# EXERCISE:
Put the lines below, starting at the line that contains "upper teeth, given" and ending at the line that contains "[[282, 206]]", into a Markdown table with a Row column for the row number and a Line column for the line itself. Leave out any blank lines.
■ ■ ■ ■
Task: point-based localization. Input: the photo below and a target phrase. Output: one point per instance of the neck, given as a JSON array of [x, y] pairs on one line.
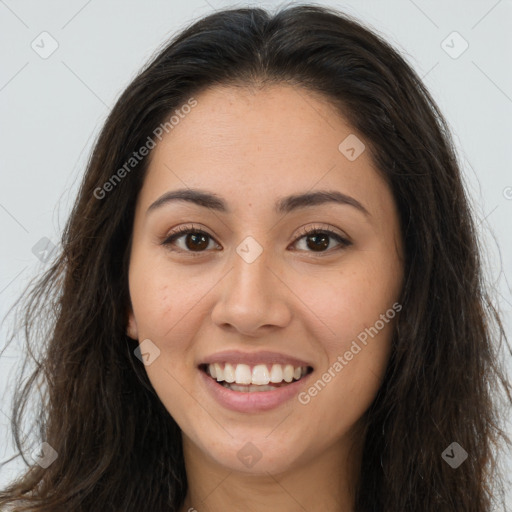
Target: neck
[[325, 482]]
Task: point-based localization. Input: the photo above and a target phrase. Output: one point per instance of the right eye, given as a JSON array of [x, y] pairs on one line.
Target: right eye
[[194, 240]]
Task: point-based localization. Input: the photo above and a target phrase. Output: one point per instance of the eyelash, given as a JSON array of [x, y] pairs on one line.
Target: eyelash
[[185, 230]]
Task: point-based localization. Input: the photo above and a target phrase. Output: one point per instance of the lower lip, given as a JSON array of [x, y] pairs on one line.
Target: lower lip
[[253, 401]]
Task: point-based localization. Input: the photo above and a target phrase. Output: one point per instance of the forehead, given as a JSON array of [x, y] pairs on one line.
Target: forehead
[[246, 144]]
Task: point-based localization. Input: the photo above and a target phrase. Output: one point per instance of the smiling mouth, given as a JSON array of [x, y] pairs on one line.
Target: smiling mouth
[[248, 379]]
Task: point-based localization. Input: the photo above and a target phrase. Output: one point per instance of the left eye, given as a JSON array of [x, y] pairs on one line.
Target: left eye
[[197, 241]]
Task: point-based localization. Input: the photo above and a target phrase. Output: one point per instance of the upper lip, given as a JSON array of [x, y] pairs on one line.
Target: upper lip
[[253, 358]]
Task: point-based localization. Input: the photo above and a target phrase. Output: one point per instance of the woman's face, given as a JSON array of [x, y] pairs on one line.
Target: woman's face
[[254, 289]]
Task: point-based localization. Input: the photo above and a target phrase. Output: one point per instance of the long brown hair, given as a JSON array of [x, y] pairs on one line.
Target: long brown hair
[[118, 447]]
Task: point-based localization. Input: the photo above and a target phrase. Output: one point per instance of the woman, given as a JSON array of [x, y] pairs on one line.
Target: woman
[[269, 295]]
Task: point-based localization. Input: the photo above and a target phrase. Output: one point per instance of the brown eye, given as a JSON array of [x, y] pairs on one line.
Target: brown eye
[[194, 240], [318, 240]]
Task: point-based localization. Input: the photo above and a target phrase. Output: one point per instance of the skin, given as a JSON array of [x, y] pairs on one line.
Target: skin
[[252, 147]]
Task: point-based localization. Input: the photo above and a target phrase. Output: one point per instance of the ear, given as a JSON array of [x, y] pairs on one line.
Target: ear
[[131, 328]]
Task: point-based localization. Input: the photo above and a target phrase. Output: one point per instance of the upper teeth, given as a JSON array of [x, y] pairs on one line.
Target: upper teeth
[[260, 374]]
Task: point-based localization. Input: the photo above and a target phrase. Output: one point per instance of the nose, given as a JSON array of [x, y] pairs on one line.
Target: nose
[[252, 298]]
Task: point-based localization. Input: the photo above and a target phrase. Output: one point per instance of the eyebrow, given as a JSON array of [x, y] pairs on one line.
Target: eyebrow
[[282, 206]]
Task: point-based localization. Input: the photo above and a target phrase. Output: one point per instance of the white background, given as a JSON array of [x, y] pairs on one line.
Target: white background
[[52, 109]]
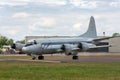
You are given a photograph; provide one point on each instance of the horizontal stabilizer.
(103, 38)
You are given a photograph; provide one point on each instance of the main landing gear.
(40, 57)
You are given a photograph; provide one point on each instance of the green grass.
(59, 71)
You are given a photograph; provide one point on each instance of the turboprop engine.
(71, 49)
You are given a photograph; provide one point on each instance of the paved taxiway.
(83, 57)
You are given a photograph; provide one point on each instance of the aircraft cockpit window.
(31, 43)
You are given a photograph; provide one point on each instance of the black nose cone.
(13, 46)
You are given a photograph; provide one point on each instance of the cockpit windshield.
(32, 42)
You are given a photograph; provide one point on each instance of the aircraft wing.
(103, 46)
(103, 38)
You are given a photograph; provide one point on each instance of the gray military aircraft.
(69, 46)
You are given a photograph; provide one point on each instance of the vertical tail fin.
(91, 32)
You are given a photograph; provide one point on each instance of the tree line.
(5, 41)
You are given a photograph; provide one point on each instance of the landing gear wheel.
(75, 57)
(40, 57)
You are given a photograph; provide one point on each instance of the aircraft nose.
(13, 46)
(24, 49)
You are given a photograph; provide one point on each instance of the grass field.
(59, 71)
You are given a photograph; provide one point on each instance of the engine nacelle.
(69, 48)
(85, 46)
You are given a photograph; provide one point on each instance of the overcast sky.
(20, 18)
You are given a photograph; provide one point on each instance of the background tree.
(5, 41)
(116, 34)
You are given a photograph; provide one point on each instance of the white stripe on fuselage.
(62, 40)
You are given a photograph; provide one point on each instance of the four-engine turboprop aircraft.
(70, 46)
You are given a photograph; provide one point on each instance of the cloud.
(115, 4)
(12, 3)
(52, 2)
(77, 26)
(44, 22)
(84, 3)
(21, 15)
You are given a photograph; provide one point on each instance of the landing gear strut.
(40, 57)
(75, 57)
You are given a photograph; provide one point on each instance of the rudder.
(91, 32)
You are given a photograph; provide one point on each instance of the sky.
(20, 18)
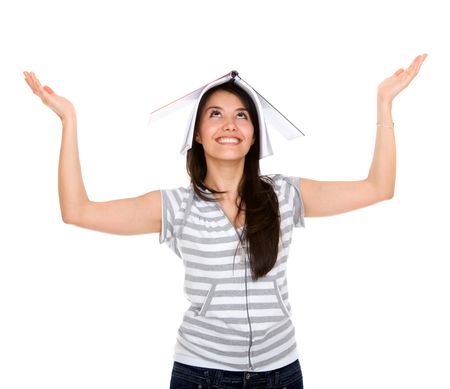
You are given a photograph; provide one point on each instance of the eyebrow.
(217, 107)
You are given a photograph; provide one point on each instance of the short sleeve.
(299, 210)
(289, 193)
(171, 203)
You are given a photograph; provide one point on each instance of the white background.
(369, 289)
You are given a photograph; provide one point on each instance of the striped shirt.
(233, 323)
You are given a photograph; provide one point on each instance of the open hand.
(393, 85)
(58, 104)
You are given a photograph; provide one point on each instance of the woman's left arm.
(326, 198)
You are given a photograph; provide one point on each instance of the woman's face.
(225, 128)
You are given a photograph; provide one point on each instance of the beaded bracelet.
(385, 125)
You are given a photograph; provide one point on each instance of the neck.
(224, 176)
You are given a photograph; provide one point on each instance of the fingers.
(36, 86)
(414, 68)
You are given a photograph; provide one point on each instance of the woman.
(232, 227)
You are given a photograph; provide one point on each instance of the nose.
(229, 124)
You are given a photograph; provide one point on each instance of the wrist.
(68, 120)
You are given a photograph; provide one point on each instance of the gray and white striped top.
(233, 323)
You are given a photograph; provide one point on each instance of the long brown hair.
(261, 233)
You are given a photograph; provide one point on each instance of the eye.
(215, 113)
(242, 115)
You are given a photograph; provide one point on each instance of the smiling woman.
(238, 330)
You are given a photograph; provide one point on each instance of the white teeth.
(228, 140)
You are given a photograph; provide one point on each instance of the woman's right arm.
(128, 216)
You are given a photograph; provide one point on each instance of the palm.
(393, 85)
(58, 104)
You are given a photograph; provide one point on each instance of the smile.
(226, 140)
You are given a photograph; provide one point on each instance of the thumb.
(49, 90)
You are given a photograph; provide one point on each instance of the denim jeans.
(192, 377)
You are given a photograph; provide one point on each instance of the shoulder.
(282, 182)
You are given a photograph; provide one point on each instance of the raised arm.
(136, 215)
(326, 198)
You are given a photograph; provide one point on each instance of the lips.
(228, 140)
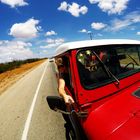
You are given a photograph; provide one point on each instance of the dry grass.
(10, 77)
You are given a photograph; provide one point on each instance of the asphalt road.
(24, 112)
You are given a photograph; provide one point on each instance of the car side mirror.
(56, 102)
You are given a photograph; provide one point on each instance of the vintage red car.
(104, 81)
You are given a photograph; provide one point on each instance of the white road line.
(28, 121)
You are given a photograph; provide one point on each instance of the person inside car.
(63, 81)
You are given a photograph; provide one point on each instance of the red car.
(104, 81)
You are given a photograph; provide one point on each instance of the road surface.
(24, 112)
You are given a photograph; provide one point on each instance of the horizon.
(35, 29)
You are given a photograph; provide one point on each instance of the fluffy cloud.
(52, 43)
(98, 25)
(50, 33)
(111, 6)
(26, 30)
(130, 19)
(84, 31)
(74, 9)
(14, 3)
(14, 50)
(138, 33)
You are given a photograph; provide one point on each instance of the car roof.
(90, 43)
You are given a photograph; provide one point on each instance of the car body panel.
(111, 119)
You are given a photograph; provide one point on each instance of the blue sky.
(34, 28)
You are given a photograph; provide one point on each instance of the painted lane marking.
(28, 121)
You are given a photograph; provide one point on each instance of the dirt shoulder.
(10, 77)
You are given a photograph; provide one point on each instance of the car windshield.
(100, 65)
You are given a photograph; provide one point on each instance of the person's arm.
(67, 98)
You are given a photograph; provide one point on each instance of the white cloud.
(63, 6)
(74, 9)
(26, 30)
(111, 6)
(14, 3)
(14, 50)
(98, 25)
(50, 33)
(128, 20)
(138, 33)
(84, 31)
(52, 43)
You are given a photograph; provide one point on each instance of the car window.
(120, 60)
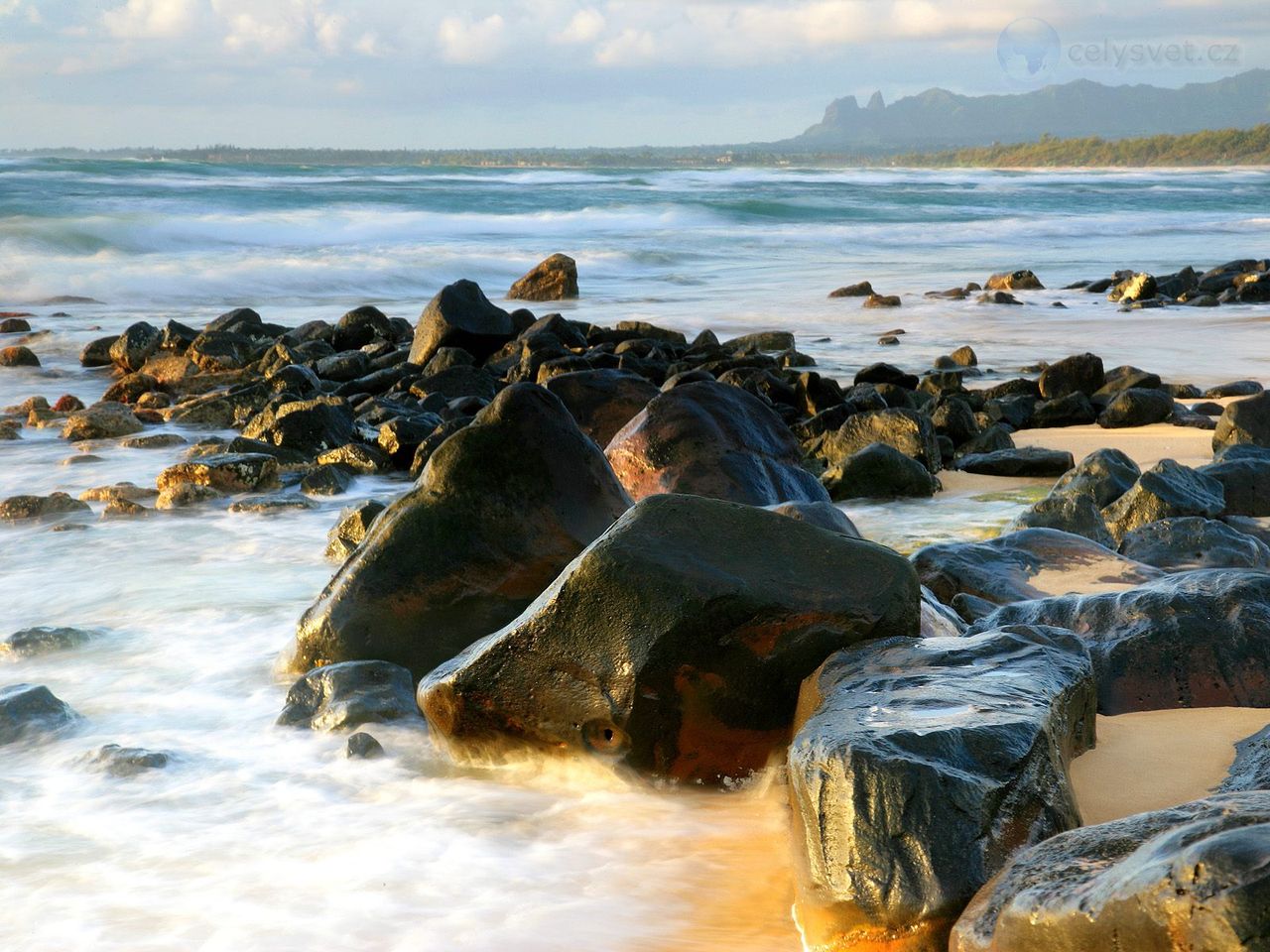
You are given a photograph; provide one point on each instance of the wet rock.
(711, 439)
(1166, 490)
(102, 421)
(552, 280)
(499, 511)
(19, 508)
(460, 315)
(229, 472)
(1023, 461)
(907, 430)
(362, 747)
(1192, 878)
(1137, 408)
(31, 643)
(18, 356)
(349, 694)
(327, 480)
(1015, 281)
(353, 525)
(1080, 373)
(907, 809)
(1193, 542)
(30, 712)
(602, 402)
(1021, 565)
(308, 426)
(1245, 421)
(96, 353)
(879, 471)
(674, 644)
(127, 762)
(861, 289)
(1187, 640)
(1075, 513)
(131, 349)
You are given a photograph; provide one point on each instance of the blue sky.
(541, 72)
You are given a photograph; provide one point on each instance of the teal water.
(259, 838)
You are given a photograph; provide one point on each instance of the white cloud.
(151, 19)
(471, 41)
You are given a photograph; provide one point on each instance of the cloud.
(151, 19)
(471, 41)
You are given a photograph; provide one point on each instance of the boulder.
(710, 439)
(879, 471)
(1072, 513)
(602, 402)
(229, 472)
(1014, 281)
(1245, 421)
(499, 509)
(1021, 461)
(1137, 408)
(1024, 565)
(552, 280)
(907, 430)
(1194, 542)
(1192, 878)
(922, 767)
(309, 426)
(1166, 490)
(1080, 373)
(102, 420)
(675, 644)
(30, 712)
(1188, 640)
(349, 694)
(460, 315)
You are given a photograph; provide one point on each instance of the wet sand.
(1155, 760)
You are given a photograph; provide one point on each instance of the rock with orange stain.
(711, 439)
(676, 643)
(1180, 880)
(921, 767)
(1189, 640)
(499, 511)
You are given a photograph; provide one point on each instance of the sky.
(384, 73)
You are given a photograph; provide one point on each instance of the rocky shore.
(622, 544)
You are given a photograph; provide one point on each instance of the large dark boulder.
(924, 766)
(1194, 542)
(1137, 408)
(1023, 461)
(499, 511)
(460, 315)
(1245, 421)
(1080, 373)
(1023, 565)
(676, 643)
(879, 471)
(349, 694)
(1191, 879)
(1187, 640)
(907, 430)
(1166, 490)
(602, 402)
(552, 280)
(30, 711)
(308, 426)
(710, 439)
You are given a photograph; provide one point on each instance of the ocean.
(263, 838)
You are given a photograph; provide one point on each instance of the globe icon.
(1028, 51)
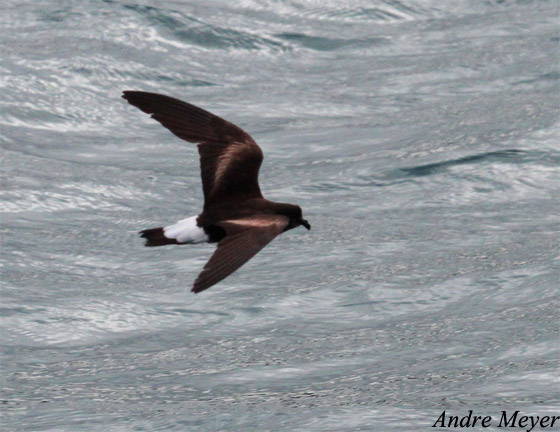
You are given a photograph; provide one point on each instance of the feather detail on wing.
(245, 238)
(229, 158)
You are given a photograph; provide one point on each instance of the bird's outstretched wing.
(245, 238)
(229, 158)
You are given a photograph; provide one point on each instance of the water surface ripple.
(421, 139)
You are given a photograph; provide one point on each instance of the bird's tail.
(155, 237)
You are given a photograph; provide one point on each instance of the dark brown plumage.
(235, 213)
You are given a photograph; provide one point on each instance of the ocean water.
(421, 139)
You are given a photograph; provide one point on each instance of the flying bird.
(235, 214)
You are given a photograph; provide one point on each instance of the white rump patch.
(186, 231)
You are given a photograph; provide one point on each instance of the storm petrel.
(235, 214)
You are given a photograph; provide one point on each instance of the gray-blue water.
(421, 139)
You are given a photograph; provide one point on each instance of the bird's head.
(295, 214)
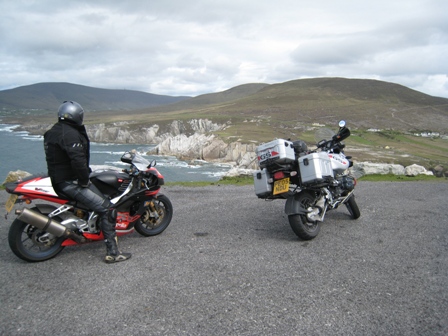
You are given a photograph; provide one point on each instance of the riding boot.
(113, 254)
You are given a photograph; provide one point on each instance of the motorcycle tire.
(148, 225)
(24, 243)
(302, 227)
(352, 207)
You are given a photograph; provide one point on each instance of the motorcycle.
(312, 182)
(41, 232)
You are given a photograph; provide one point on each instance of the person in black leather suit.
(67, 151)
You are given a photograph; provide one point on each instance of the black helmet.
(71, 111)
(299, 146)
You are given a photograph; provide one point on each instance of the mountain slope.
(365, 103)
(48, 96)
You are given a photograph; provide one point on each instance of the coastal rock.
(207, 147)
(16, 175)
(439, 171)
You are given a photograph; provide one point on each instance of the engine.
(343, 185)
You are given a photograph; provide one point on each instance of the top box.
(275, 152)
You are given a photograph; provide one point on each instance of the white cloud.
(188, 48)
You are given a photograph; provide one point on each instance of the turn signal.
(279, 175)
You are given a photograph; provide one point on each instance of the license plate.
(10, 202)
(281, 186)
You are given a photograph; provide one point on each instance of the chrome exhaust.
(47, 224)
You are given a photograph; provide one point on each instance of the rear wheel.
(352, 207)
(300, 224)
(155, 221)
(32, 244)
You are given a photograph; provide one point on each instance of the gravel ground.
(229, 264)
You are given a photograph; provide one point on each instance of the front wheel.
(352, 207)
(156, 217)
(300, 224)
(32, 244)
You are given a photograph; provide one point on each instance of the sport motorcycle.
(41, 232)
(312, 181)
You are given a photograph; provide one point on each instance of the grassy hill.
(48, 96)
(261, 112)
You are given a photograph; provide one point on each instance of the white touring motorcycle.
(312, 182)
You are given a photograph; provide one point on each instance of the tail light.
(279, 175)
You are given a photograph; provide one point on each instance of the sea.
(21, 151)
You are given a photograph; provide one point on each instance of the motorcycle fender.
(294, 207)
(45, 208)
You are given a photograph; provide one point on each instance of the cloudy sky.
(179, 47)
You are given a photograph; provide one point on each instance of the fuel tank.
(110, 182)
(339, 163)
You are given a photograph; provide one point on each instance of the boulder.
(16, 175)
(438, 171)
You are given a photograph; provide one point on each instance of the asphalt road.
(229, 264)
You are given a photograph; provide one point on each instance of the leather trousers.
(94, 200)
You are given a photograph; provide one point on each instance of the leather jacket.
(67, 151)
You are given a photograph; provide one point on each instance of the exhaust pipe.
(47, 224)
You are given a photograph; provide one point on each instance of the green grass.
(236, 181)
(401, 178)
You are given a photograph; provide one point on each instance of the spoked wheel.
(303, 227)
(32, 244)
(352, 207)
(156, 217)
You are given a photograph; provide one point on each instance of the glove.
(86, 185)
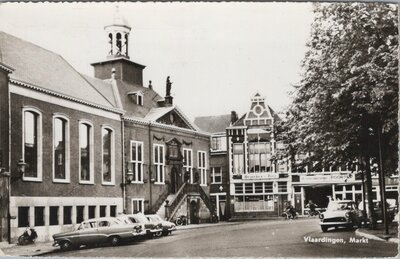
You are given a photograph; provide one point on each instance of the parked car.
(391, 209)
(152, 229)
(97, 231)
(341, 214)
(167, 227)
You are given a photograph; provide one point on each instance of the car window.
(104, 223)
(133, 220)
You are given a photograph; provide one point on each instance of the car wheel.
(65, 245)
(115, 240)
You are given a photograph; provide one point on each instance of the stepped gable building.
(259, 178)
(219, 189)
(60, 143)
(74, 147)
(166, 156)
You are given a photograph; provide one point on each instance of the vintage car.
(97, 231)
(341, 214)
(152, 229)
(167, 227)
■ ■ ■ ■
# WRITTEN ANSWER:
| Row | Line |
|---|---|
| 1 | Task: point-based localization. Input: the photo above and a target phrase. Output: one point per instance of the upper teeth, given as a JSON array of [x, y] pairs on one line. |
| 2 | Target: upper teeth |
| 3 | [[260, 374]] |
| 4 | Task: point-based localization. Input: the photo above and a target phrase. Output: one point per instance of the nose, given as a JSON array of [x, y] pairs on one line. |
| 5 | Target: nose |
| 6 | [[252, 298]] |
| 7 | Task: point-based localization. Input: the photo above and a target phrase. Output: one point per instance of the eyebrow, given as a JSON array of [x, y] pairs on one line. |
| 8 | Target: eyebrow |
| 9 | [[282, 206]] |